**THE TASK:**
Output the full material exactly as it appears here.

**GIVEN DATA:**
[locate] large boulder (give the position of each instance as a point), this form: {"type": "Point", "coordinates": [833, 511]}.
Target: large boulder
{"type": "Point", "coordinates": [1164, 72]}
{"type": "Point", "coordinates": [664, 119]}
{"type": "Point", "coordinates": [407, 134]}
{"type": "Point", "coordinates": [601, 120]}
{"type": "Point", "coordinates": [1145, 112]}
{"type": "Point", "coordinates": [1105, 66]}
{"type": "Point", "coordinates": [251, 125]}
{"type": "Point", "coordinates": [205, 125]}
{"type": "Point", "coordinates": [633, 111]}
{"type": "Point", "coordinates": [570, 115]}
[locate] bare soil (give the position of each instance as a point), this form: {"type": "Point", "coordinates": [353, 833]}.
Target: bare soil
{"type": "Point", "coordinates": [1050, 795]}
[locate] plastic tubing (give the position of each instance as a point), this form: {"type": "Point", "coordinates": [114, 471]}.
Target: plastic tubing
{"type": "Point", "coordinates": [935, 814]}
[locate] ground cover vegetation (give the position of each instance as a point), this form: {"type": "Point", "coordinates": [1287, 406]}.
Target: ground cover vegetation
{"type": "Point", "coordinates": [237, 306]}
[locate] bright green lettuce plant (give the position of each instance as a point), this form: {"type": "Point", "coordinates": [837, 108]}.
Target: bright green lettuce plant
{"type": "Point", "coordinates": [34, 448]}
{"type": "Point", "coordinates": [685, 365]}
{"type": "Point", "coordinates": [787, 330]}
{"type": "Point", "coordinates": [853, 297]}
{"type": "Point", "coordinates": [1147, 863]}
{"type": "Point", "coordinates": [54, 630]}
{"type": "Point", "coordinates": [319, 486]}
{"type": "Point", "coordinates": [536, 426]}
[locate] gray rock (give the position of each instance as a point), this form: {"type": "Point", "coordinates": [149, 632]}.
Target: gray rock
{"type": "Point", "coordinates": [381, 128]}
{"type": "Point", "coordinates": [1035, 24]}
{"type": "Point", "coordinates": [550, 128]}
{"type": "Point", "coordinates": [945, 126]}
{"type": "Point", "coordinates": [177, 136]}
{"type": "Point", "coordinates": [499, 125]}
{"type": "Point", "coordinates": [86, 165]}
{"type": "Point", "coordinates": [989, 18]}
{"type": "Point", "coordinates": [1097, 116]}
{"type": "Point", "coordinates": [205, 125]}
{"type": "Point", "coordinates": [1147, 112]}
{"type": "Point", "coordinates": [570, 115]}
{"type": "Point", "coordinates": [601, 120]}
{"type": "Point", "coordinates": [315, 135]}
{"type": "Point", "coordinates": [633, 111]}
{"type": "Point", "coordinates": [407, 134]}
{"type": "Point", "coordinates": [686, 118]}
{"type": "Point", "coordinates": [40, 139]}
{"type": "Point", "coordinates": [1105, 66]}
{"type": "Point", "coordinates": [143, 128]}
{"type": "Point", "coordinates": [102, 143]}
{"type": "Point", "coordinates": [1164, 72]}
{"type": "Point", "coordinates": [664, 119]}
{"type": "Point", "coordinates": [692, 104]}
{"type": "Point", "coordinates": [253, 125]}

**SOLUTION FOR THIS EXERCISE:**
[locate] large boulder (give the position of each instance as a point), this form: {"type": "Point", "coordinates": [833, 511]}.
Target: large boulder
{"type": "Point", "coordinates": [1164, 72]}
{"type": "Point", "coordinates": [664, 119]}
{"type": "Point", "coordinates": [407, 134]}
{"type": "Point", "coordinates": [601, 120]}
{"type": "Point", "coordinates": [1145, 112]}
{"type": "Point", "coordinates": [1105, 66]}
{"type": "Point", "coordinates": [251, 125]}
{"type": "Point", "coordinates": [205, 125]}
{"type": "Point", "coordinates": [633, 111]}
{"type": "Point", "coordinates": [570, 115]}
[locate] bare soil (give the position of each instance as a point), this form: {"type": "Point", "coordinates": [353, 833]}.
Target: bare soil
{"type": "Point", "coordinates": [1050, 795]}
[locate] plastic tubing (give the position of each instance as a point), this form: {"type": "Point", "coordinates": [114, 471]}.
Target: plastic tubing
{"type": "Point", "coordinates": [935, 814]}
[locate] ground cover vegetation (give the position of each instance as a point), this form: {"type": "Point", "coordinates": [1287, 406]}.
Target: ground cover vegetation
{"type": "Point", "coordinates": [237, 306]}
[locate] bright green lettuce plant (give the position of each instance as a point), this form: {"type": "Point", "coordinates": [837, 108]}.
Target: bright green lettuce plant
{"type": "Point", "coordinates": [34, 448]}
{"type": "Point", "coordinates": [685, 365]}
{"type": "Point", "coordinates": [787, 330]}
{"type": "Point", "coordinates": [853, 297]}
{"type": "Point", "coordinates": [1147, 863]}
{"type": "Point", "coordinates": [54, 630]}
{"type": "Point", "coordinates": [319, 486]}
{"type": "Point", "coordinates": [536, 426]}
[locate] gray rock (give the position of each instance as a point), this form: {"type": "Point", "coordinates": [149, 632]}.
Target: gray rock
{"type": "Point", "coordinates": [381, 128]}
{"type": "Point", "coordinates": [1035, 24]}
{"type": "Point", "coordinates": [550, 128]}
{"type": "Point", "coordinates": [945, 126]}
{"type": "Point", "coordinates": [177, 136]}
{"type": "Point", "coordinates": [499, 125]}
{"type": "Point", "coordinates": [86, 165]}
{"type": "Point", "coordinates": [989, 18]}
{"type": "Point", "coordinates": [1097, 116]}
{"type": "Point", "coordinates": [205, 125]}
{"type": "Point", "coordinates": [1147, 112]}
{"type": "Point", "coordinates": [570, 115]}
{"type": "Point", "coordinates": [601, 120]}
{"type": "Point", "coordinates": [315, 135]}
{"type": "Point", "coordinates": [633, 111]}
{"type": "Point", "coordinates": [407, 134]}
{"type": "Point", "coordinates": [686, 118]}
{"type": "Point", "coordinates": [40, 139]}
{"type": "Point", "coordinates": [1105, 66]}
{"type": "Point", "coordinates": [143, 128]}
{"type": "Point", "coordinates": [102, 143]}
{"type": "Point", "coordinates": [1164, 72]}
{"type": "Point", "coordinates": [664, 119]}
{"type": "Point", "coordinates": [692, 104]}
{"type": "Point", "coordinates": [253, 125]}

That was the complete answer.